(Stored entries)

## Begin

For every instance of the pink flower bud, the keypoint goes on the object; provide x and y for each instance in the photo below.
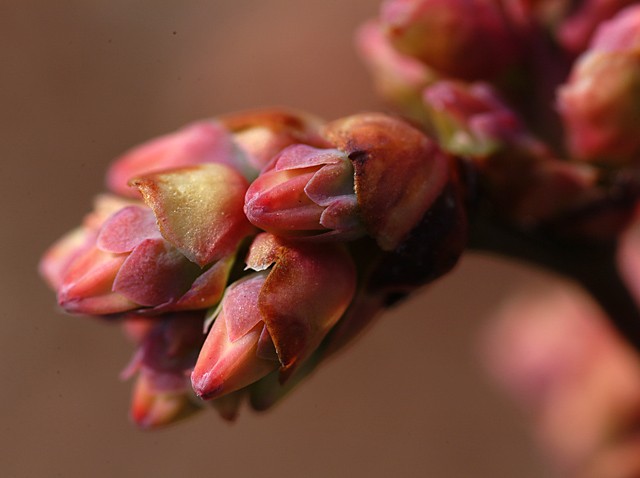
(470, 119)
(128, 263)
(576, 31)
(154, 407)
(307, 191)
(399, 172)
(600, 104)
(398, 78)
(244, 141)
(452, 36)
(166, 354)
(275, 318)
(238, 350)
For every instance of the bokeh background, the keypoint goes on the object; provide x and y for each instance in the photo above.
(82, 81)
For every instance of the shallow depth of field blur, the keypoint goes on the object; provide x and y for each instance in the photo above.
(83, 80)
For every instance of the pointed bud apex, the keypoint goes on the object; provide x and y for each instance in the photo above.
(399, 172)
(153, 407)
(308, 191)
(229, 359)
(398, 78)
(576, 31)
(309, 287)
(99, 272)
(198, 143)
(262, 134)
(600, 104)
(470, 119)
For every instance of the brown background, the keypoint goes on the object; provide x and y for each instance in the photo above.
(84, 80)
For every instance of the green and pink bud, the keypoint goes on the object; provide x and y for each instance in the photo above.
(398, 78)
(175, 253)
(166, 353)
(576, 31)
(307, 192)
(470, 119)
(244, 141)
(600, 103)
(453, 36)
(275, 318)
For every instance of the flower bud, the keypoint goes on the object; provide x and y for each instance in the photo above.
(600, 104)
(522, 179)
(577, 30)
(307, 191)
(399, 172)
(275, 318)
(398, 78)
(130, 263)
(166, 354)
(452, 36)
(470, 119)
(244, 141)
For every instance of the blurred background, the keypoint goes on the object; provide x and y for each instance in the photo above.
(82, 81)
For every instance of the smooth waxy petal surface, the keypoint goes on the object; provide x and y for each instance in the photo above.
(199, 209)
(399, 172)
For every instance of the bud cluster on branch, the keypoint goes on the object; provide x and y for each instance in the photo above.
(239, 252)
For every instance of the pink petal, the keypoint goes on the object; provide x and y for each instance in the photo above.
(224, 366)
(205, 142)
(399, 172)
(307, 291)
(199, 209)
(240, 306)
(153, 408)
(127, 228)
(276, 202)
(154, 273)
(331, 181)
(87, 284)
(58, 257)
(206, 291)
(300, 156)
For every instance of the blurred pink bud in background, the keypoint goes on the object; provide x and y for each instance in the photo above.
(600, 103)
(453, 36)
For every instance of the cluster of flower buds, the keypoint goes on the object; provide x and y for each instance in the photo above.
(239, 252)
(484, 76)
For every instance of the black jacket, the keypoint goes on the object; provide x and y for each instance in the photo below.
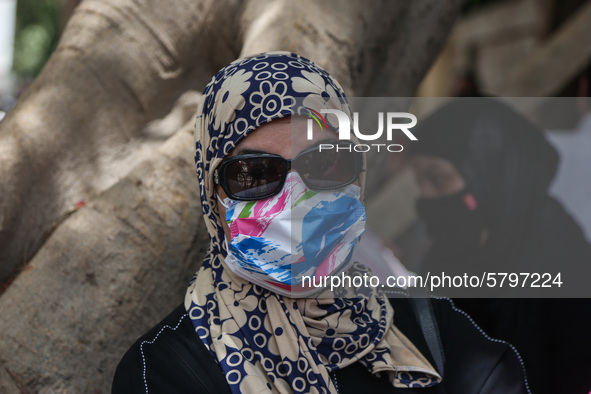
(171, 358)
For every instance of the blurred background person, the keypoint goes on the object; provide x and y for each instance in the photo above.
(484, 172)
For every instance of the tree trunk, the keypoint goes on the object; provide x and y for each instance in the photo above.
(98, 278)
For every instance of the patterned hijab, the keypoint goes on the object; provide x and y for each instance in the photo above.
(265, 342)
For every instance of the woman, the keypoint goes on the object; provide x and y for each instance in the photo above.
(249, 323)
(484, 172)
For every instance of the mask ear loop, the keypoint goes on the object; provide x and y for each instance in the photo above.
(222, 201)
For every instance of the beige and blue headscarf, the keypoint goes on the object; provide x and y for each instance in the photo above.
(265, 342)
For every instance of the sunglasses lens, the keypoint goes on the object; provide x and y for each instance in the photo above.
(254, 178)
(329, 169)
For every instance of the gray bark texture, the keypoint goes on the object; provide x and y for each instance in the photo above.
(94, 128)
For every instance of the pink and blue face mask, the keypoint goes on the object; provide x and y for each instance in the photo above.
(297, 233)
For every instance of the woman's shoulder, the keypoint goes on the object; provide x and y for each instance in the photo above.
(450, 339)
(169, 358)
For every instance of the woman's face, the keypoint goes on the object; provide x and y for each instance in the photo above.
(436, 177)
(285, 137)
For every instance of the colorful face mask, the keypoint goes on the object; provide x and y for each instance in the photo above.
(299, 232)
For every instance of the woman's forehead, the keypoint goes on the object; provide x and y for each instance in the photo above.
(286, 137)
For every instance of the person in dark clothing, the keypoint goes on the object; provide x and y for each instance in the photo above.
(484, 172)
(278, 208)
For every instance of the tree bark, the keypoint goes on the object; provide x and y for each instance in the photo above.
(106, 273)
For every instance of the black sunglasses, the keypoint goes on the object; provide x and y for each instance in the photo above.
(253, 177)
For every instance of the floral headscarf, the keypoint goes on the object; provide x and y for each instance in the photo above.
(265, 342)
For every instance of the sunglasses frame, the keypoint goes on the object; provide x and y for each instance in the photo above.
(220, 177)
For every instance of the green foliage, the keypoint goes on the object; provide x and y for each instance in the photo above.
(36, 35)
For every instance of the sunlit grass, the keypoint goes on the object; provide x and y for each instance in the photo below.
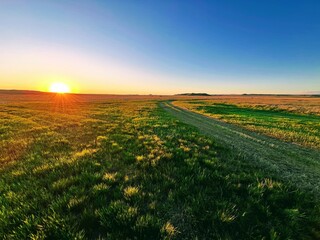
(128, 170)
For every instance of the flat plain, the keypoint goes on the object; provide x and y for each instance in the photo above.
(128, 167)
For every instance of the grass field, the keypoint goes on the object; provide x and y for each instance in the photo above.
(295, 120)
(94, 167)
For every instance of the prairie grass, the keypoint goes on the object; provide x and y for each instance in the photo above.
(118, 169)
(299, 124)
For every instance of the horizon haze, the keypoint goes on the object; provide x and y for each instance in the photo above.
(111, 47)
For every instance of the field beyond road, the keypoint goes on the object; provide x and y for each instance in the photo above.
(133, 167)
(298, 164)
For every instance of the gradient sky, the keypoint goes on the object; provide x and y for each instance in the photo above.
(161, 47)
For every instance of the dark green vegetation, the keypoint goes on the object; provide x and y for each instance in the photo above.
(120, 169)
(296, 164)
(303, 129)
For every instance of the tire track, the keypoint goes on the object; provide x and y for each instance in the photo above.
(296, 164)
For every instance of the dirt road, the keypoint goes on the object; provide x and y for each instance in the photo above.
(298, 165)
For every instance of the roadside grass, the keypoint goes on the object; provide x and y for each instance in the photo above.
(290, 126)
(128, 170)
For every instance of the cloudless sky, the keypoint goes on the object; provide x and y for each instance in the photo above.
(161, 47)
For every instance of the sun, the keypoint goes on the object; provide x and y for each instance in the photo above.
(59, 88)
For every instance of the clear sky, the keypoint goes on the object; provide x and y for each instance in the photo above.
(161, 47)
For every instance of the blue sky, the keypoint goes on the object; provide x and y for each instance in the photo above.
(162, 46)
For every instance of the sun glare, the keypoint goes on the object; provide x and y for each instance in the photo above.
(59, 88)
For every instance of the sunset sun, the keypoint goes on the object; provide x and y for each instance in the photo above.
(59, 88)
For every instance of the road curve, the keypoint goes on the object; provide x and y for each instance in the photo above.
(297, 164)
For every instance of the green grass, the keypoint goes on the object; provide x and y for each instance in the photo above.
(128, 170)
(302, 129)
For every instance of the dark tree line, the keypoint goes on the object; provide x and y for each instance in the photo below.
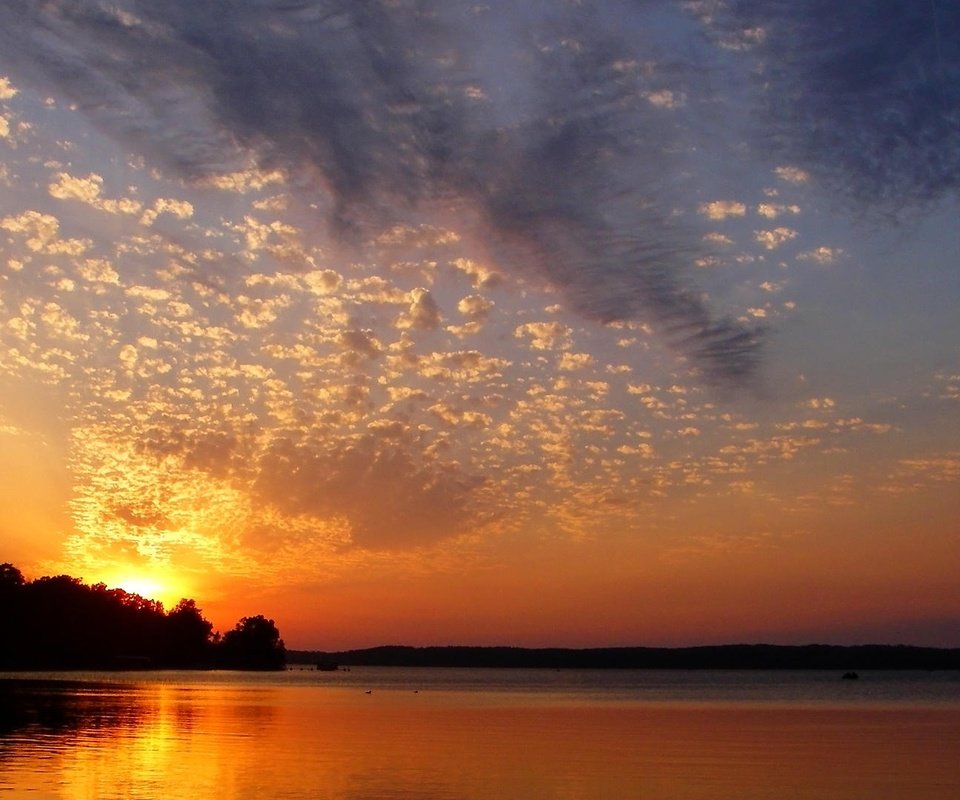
(61, 623)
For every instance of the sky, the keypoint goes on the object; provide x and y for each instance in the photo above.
(627, 322)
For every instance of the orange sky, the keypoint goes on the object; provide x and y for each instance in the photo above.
(523, 394)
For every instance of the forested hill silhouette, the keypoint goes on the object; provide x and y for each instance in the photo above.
(61, 623)
(737, 656)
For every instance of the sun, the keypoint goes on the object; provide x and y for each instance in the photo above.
(149, 586)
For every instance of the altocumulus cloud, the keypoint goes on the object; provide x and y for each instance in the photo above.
(864, 94)
(536, 120)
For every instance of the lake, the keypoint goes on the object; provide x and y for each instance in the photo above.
(445, 734)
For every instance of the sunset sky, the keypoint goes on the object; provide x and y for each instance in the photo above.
(627, 322)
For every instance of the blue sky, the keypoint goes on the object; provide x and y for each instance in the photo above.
(478, 321)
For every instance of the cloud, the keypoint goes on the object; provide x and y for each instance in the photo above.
(567, 161)
(865, 96)
(389, 497)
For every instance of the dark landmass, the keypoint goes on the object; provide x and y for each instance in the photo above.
(60, 623)
(736, 656)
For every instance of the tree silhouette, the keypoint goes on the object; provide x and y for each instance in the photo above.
(60, 623)
(254, 643)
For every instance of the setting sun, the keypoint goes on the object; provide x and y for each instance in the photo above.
(151, 587)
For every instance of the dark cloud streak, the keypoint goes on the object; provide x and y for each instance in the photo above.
(864, 94)
(570, 170)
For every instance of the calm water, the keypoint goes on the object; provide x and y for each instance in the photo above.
(444, 734)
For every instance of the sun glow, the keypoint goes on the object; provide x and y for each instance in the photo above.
(150, 587)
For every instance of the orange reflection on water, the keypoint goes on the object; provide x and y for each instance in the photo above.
(232, 744)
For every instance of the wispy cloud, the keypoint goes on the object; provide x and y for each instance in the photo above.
(864, 95)
(537, 121)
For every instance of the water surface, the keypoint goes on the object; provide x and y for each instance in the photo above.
(438, 734)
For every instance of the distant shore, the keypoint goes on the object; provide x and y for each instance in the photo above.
(735, 656)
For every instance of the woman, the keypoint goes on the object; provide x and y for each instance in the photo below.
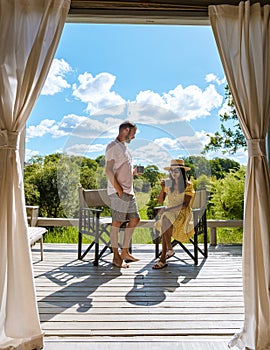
(175, 220)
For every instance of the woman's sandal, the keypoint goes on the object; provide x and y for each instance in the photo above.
(159, 265)
(170, 253)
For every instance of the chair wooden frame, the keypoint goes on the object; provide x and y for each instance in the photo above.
(92, 224)
(35, 234)
(200, 228)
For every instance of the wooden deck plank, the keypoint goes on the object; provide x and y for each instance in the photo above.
(77, 299)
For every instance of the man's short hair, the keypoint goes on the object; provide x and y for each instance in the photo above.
(127, 124)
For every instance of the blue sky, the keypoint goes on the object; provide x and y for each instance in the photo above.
(167, 79)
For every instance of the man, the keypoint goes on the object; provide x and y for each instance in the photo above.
(119, 171)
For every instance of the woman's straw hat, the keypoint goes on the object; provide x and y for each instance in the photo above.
(177, 163)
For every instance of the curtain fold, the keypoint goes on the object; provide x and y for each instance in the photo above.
(29, 34)
(242, 34)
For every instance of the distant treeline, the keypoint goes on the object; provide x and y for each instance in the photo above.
(52, 182)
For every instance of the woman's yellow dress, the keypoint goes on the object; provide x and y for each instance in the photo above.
(182, 220)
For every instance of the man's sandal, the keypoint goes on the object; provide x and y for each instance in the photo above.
(170, 253)
(159, 265)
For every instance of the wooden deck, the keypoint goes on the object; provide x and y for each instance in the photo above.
(182, 301)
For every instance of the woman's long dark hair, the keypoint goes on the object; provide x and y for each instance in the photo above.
(182, 184)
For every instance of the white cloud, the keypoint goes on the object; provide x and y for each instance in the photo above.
(225, 109)
(85, 149)
(96, 91)
(30, 153)
(213, 78)
(179, 104)
(45, 127)
(56, 81)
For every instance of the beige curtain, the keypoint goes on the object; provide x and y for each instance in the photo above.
(29, 34)
(243, 37)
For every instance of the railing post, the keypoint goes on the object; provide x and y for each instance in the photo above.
(213, 236)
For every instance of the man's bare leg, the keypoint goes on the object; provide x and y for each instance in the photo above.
(117, 260)
(125, 254)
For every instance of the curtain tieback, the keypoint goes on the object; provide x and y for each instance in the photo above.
(9, 139)
(256, 147)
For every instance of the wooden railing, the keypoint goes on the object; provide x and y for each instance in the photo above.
(211, 223)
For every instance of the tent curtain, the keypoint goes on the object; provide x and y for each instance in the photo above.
(242, 34)
(29, 34)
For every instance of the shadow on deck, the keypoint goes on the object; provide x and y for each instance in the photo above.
(77, 299)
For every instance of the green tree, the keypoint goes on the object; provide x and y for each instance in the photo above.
(151, 174)
(227, 198)
(231, 138)
(221, 166)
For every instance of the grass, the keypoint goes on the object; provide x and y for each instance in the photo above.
(141, 235)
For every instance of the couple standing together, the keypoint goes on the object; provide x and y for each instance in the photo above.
(174, 220)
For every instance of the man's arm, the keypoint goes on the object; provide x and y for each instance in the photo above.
(112, 178)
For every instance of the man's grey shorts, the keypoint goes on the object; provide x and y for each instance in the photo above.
(123, 208)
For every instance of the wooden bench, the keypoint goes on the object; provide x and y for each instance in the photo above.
(35, 233)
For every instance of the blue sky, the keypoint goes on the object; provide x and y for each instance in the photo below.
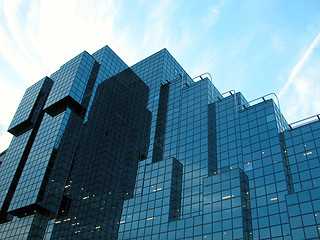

## End

- [WHAT IS BEING ASKED] Filter the stored entries above down to the lines that contain the word "dark", copying each of those lines in full. Treat uppercase and lowercase letters as different.

- [RESPONSE TO THE EXERCISE]
For every instance of the person in dark clothing, the keypoint goes on the object; provide x and y for each instance in the photo above.
For every instance of the dark green vegetation, the keypoint goes on the object; provide x and y for each instance in the photo above.
For every instance of the dark tree line, the keypoint goes on the object; provide x and y for each instance in the photo below.
For every instance of the dark landmass, the keypoint goes on the object; provide x and y for each instance in the photo above.
For every instance of the dark cloud streak, the keypoint goes on the object; provide x and y for each instance in the photo above.
For every instance of the woman's long dark hair, the keypoint goes on the object; provide x and y for each instance in the photo above.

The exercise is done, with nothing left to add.